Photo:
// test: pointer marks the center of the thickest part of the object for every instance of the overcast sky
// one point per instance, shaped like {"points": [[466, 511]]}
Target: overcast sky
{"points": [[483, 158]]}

+--

Which of the lines in the material carry the string "instance"? Pull them out.

** ANSWER **
// test: pointer marks the center of the thickest part of the object for every instance of the overcast sky
// one point per instance, shaped like {"points": [[466, 511]]}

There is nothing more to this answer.